_Data for this exercise_.
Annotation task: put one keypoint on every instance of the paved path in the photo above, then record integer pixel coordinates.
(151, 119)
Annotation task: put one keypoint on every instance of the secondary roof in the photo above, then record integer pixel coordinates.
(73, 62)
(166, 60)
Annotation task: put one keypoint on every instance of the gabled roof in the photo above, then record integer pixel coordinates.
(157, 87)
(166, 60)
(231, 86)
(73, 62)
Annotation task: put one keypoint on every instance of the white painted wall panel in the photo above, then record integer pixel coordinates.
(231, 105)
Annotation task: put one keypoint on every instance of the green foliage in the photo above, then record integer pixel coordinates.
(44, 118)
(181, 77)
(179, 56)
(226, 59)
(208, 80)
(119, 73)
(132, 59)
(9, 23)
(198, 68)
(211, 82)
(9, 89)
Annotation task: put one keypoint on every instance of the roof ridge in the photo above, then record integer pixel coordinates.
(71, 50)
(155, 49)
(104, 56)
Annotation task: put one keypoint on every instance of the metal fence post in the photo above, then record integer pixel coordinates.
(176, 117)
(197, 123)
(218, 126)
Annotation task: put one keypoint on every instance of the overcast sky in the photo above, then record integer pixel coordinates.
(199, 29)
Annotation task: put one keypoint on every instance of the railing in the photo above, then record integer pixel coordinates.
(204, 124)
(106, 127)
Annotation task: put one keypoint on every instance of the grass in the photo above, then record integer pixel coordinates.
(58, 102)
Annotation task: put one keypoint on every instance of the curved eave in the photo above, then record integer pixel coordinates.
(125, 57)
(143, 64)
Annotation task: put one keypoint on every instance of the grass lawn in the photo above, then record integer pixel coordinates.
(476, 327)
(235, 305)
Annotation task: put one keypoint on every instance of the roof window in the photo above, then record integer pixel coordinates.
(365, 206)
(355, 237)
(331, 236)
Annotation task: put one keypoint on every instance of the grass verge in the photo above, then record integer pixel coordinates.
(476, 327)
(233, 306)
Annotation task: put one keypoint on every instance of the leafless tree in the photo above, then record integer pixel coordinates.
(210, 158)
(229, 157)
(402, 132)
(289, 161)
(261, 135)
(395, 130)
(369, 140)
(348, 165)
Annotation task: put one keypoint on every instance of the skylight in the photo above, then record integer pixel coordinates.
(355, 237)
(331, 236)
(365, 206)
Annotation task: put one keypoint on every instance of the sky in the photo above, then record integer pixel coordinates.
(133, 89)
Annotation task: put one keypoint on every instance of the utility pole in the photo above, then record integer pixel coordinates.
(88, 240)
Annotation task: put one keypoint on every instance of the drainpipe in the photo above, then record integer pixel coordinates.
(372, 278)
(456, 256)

_Required action_.
Having read the entries above, set each one down again exactly.

_Exercise response_.
Annotation task: put one keypoint on every instance of the paved path in the photo above, then record integer pixel coordinates.
(151, 119)
Annotation task: put one keypoint on every instance of the secondary roof in the photo above, then record integer pixel coordinates.
(73, 62)
(166, 60)
Annotation task: put one keypoint on every instance of the gabled roof in the photo above, then record integer pixel coordinates.
(157, 87)
(166, 60)
(231, 86)
(73, 62)
Annotation task: put one keypoint on every instance of the white painted wall panel in the photo above, then record integer pixel coordinates.
(231, 105)
Annotation task: put one keypoint on every instance of the green foliage in the photo above, then record integer pixel coordinates.
(44, 118)
(181, 77)
(179, 56)
(226, 59)
(208, 80)
(119, 73)
(132, 59)
(9, 23)
(198, 68)
(211, 82)
(9, 89)
Annotation task: put one keypoint on every instance of the roof ridge in the photo above, then record integer pixel coordinates.
(71, 50)
(155, 49)
(104, 56)
Annotation task: put one keypoint on every instance of the metal fence post in the photo above, then record integer pixel coordinates.
(176, 117)
(197, 123)
(218, 126)
Annotation task: put one keypoint on every instance of the overcast sky in the photo above, then record integer pixel coordinates.
(199, 29)
Annotation task: put one keypoint on every instance of the railing in the photo above, then record integer pixel coordinates.
(204, 124)
(106, 127)
Annotation task: put one keypoint on every instance of the grass in the photo above, then record integer pixel coordinates.
(58, 102)
Annotation task: put one keypoint on every instance of the curved eave in the photo above, then record integer pixel coordinates.
(125, 57)
(143, 64)
Annotation task: put one keypoint on every instance of the grass lawn in the photo above, then record integer pixel coordinates.
(476, 327)
(235, 305)
Annotation task: put one keypoint on every instance of the roof window in the photo above, then record integer pixel coordinates.
(365, 206)
(355, 237)
(331, 236)
Annotation task: put one keypoint on every instance of the grass verge in the photo above, then record integer pixel coordinates.
(476, 327)
(233, 306)
Annotation task: put one keypoint on every instance of the leafless tree in the photo above, then record integer pixel coordinates.
(210, 158)
(229, 157)
(402, 132)
(289, 161)
(261, 135)
(395, 130)
(369, 140)
(348, 165)
Annotation task: put one keypoint on every instance of the skylight in the photo above, then record integer pixel coordinates.
(355, 237)
(331, 236)
(365, 206)
Annotation task: put one keypoint on every instance of the sky in the photo above, then record integer pixel coordinates.
(133, 89)
Annotation task: put one keypoint on every instance of the utility pole in the photo above, then record integer pixel coordinates.
(88, 240)
Annotation task: put one keypoint on every instance of the drainpipe in the photo above, then record integer pixel coordinates.
(372, 278)
(456, 256)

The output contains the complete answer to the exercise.